Activity |
Whenever the word "mask" appears in a line of the data below, copy that line.

Image point grounding data |
*-*-*

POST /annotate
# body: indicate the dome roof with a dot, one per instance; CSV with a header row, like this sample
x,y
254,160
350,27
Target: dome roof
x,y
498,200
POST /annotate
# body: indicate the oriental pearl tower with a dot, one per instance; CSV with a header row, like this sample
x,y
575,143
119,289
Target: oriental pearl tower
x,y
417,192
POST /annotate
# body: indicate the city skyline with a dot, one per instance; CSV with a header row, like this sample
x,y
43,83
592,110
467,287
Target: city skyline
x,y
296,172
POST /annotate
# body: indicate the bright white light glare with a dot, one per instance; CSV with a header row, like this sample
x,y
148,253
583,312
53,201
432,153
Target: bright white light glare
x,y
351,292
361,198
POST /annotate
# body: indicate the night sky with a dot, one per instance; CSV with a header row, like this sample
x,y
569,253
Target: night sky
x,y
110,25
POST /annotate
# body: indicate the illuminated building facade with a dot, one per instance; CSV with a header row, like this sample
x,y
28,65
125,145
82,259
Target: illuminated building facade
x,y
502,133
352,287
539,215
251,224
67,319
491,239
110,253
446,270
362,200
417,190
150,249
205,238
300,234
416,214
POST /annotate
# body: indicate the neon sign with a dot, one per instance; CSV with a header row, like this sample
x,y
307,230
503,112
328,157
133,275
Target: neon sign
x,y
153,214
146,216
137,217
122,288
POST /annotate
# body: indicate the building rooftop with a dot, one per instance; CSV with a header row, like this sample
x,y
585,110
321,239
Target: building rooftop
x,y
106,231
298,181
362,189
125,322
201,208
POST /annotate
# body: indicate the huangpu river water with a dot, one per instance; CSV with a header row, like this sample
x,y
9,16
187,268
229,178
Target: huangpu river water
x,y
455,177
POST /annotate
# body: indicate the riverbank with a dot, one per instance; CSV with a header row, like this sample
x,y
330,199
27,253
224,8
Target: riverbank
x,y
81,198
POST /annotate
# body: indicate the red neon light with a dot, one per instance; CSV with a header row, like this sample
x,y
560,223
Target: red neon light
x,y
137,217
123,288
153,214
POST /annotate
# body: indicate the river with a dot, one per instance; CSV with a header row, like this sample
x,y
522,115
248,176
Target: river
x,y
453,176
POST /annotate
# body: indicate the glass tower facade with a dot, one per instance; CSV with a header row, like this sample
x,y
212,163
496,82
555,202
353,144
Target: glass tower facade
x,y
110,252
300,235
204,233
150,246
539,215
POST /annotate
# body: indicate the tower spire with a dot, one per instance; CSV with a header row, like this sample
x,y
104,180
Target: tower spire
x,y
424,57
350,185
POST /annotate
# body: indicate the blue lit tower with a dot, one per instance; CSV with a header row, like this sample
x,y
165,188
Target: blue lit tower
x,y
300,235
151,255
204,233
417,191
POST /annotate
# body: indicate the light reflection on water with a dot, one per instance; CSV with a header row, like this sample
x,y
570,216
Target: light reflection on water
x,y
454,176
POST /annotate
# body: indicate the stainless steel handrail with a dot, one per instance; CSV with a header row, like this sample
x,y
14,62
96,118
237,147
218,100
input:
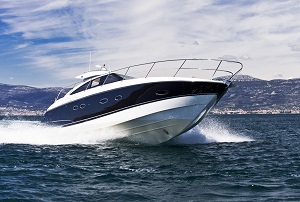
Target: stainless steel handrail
x,y
217,69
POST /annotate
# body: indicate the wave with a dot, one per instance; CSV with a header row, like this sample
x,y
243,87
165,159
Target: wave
x,y
33,132
210,131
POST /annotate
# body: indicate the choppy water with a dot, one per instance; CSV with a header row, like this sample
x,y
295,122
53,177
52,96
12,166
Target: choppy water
x,y
226,158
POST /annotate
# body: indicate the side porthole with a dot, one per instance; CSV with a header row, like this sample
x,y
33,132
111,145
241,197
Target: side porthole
x,y
162,92
103,101
118,98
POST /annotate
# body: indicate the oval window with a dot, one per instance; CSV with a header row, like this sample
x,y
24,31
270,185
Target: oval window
x,y
103,101
162,92
118,98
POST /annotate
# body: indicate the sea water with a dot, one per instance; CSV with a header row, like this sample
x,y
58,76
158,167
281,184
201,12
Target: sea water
x,y
225,158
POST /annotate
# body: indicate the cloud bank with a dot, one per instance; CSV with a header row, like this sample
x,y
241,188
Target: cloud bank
x,y
56,36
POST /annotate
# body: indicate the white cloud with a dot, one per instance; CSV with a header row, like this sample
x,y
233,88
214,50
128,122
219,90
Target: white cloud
x,y
262,34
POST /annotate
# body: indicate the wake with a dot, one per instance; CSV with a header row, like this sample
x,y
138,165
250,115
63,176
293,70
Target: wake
x,y
29,132
209,131
35,133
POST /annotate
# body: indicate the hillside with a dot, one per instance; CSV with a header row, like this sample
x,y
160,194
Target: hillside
x,y
248,95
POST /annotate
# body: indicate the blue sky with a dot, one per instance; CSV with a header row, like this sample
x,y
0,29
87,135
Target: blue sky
x,y
47,43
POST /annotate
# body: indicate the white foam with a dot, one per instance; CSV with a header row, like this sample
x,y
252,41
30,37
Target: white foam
x,y
210,131
28,132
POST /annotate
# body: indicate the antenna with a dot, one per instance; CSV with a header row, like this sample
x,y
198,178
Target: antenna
x,y
90,61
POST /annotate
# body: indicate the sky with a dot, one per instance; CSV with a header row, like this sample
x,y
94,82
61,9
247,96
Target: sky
x,y
48,43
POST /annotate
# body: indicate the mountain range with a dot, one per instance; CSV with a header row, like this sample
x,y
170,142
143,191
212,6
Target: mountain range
x,y
248,94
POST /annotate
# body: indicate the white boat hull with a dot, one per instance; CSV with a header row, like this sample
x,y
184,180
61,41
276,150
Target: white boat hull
x,y
156,122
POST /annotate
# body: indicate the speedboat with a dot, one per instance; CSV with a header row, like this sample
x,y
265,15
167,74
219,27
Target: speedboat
x,y
151,102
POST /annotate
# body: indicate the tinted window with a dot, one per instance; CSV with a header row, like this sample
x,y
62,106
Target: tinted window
x,y
81,88
112,78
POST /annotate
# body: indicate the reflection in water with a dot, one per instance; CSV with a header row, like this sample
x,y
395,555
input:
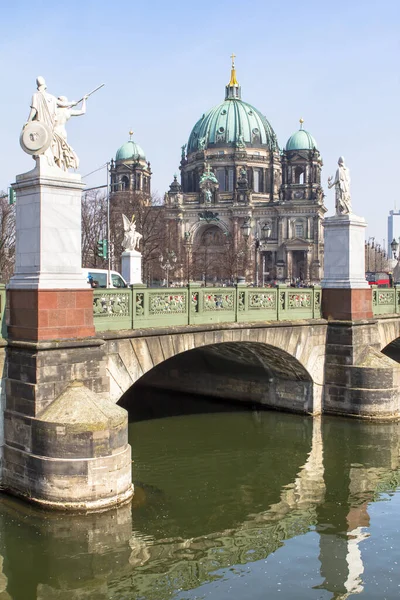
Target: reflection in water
x,y
214,491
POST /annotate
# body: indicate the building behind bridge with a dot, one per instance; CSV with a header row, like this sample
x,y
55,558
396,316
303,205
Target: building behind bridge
x,y
243,205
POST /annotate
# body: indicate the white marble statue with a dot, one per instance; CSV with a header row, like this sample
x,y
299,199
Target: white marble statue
x,y
131,236
64,155
342,188
44,132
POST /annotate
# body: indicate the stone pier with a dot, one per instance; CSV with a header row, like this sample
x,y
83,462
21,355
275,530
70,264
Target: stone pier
x,y
65,442
359,380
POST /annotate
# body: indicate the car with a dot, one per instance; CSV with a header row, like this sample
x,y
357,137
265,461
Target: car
x,y
97,278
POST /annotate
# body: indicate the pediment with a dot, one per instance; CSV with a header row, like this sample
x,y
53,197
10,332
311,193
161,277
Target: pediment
x,y
296,242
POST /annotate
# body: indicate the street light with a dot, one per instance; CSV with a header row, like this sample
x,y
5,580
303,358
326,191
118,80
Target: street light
x,y
394,246
168,263
187,244
266,232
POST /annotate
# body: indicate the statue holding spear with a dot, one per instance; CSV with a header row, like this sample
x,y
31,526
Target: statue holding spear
x,y
45,132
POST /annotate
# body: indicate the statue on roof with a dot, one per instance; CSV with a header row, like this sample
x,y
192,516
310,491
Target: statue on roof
x,y
342,188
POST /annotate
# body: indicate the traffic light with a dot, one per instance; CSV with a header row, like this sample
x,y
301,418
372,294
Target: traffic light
x,y
102,248
12,196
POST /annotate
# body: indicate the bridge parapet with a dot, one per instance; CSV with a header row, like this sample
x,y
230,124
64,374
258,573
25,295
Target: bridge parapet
x,y
385,300
140,307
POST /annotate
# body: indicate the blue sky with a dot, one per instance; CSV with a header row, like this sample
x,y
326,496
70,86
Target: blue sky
x,y
336,64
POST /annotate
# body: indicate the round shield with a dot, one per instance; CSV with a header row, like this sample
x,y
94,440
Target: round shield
x,y
35,138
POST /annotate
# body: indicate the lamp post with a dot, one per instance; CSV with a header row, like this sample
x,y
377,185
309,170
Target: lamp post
x,y
168,263
394,246
266,233
246,229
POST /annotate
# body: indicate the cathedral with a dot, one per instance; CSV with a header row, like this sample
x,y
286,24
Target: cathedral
x,y
245,209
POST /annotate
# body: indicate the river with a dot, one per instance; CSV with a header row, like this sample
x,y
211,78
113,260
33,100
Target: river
x,y
229,504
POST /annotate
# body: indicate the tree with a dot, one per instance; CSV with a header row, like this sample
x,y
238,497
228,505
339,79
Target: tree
x,y
94,227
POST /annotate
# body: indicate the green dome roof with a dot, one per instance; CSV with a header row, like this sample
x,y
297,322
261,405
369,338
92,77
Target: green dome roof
x,y
233,122
301,140
130,151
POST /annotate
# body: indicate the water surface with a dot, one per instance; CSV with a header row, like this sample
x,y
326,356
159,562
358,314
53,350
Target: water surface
x,y
228,505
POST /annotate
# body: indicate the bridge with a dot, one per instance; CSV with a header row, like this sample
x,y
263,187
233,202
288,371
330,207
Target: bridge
x,y
274,347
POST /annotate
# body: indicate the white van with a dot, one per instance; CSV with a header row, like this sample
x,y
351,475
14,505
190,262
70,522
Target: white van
x,y
97,278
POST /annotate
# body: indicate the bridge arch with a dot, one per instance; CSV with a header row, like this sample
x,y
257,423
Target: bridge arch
x,y
291,356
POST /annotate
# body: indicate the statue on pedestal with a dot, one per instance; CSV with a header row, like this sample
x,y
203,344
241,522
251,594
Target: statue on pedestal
x,y
342,188
131,236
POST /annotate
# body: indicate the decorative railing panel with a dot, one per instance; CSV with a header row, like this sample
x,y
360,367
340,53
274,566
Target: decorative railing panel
x,y
160,307
112,309
140,307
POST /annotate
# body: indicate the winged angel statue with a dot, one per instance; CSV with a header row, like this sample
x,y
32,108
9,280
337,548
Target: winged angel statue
x,y
131,236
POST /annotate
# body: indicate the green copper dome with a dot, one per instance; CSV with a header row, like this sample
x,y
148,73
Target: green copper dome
x,y
233,122
301,140
130,151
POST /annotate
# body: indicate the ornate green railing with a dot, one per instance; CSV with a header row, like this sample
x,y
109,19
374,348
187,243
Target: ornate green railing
x,y
141,307
385,300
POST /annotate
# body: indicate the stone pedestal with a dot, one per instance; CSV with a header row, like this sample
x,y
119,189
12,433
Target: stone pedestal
x,y
131,266
48,296
65,442
344,254
48,230
346,293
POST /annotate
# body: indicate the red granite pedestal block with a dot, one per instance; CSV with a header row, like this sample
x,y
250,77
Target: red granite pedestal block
x,y
347,304
37,315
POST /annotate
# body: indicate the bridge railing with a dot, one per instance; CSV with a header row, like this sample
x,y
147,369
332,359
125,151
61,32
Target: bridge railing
x,y
385,300
140,307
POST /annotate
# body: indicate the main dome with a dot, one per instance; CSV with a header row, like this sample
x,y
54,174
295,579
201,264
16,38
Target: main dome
x,y
233,122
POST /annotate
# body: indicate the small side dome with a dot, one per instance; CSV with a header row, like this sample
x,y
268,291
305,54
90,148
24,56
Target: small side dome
x,y
301,140
130,151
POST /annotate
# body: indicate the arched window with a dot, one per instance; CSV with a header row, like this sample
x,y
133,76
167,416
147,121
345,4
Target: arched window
x,y
299,175
221,179
230,180
299,229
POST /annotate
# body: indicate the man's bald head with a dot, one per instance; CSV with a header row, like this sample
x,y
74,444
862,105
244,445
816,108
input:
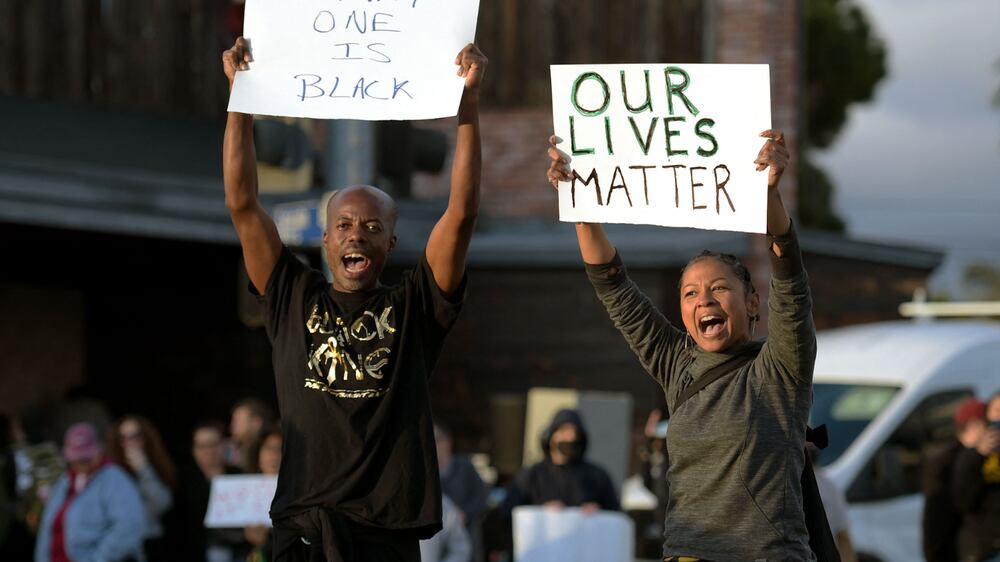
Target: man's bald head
x,y
385,202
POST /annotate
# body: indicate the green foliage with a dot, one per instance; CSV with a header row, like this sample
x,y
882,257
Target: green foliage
x,y
844,60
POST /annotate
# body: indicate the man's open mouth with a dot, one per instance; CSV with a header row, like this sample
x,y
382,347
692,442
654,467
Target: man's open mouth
x,y
355,263
711,324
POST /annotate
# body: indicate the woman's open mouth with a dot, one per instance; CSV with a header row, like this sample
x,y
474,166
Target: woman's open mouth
x,y
711,325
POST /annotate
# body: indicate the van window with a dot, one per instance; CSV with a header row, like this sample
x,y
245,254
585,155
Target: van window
x,y
896,467
846,409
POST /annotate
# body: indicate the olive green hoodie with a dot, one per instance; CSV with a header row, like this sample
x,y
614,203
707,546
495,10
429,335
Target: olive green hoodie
x,y
737,446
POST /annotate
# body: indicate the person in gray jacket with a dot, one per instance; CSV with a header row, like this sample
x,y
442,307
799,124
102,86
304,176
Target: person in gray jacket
x,y
94,513
736,446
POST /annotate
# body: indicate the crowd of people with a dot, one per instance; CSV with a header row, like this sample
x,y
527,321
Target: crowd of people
x,y
112,491
119,495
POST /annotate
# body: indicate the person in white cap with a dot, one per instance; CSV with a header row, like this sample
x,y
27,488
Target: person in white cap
x,y
95,512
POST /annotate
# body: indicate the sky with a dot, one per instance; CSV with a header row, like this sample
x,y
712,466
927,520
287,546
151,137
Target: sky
x,y
920,163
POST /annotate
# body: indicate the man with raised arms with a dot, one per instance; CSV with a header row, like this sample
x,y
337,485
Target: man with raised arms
x,y
359,476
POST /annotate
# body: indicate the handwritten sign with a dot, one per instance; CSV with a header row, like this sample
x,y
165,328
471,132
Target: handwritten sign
x,y
569,535
240,500
354,59
663,144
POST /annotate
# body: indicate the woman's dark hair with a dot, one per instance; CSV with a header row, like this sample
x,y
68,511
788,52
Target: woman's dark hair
x,y
253,452
152,445
740,270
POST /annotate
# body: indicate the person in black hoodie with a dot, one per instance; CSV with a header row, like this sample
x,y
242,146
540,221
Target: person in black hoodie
x,y
564,478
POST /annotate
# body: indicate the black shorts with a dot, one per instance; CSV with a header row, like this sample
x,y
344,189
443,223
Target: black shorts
x,y
301,539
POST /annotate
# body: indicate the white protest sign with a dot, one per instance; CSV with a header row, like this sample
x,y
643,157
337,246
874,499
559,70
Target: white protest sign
x,y
569,535
354,59
240,500
663,144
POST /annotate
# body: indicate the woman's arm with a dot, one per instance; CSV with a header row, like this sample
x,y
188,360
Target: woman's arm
x,y
647,331
791,340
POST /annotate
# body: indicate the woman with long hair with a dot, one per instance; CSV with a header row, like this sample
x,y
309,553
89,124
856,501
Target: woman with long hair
x,y
136,446
738,407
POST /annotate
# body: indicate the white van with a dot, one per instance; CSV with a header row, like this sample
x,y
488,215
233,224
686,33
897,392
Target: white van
x,y
887,393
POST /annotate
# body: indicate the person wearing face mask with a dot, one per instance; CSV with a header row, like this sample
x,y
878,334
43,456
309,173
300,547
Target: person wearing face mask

*-*-*

Output below |
# body: indicate the person wearing face mask with a dot, one per instance; CSV with a header row, like this sample
Target: person wearing face mask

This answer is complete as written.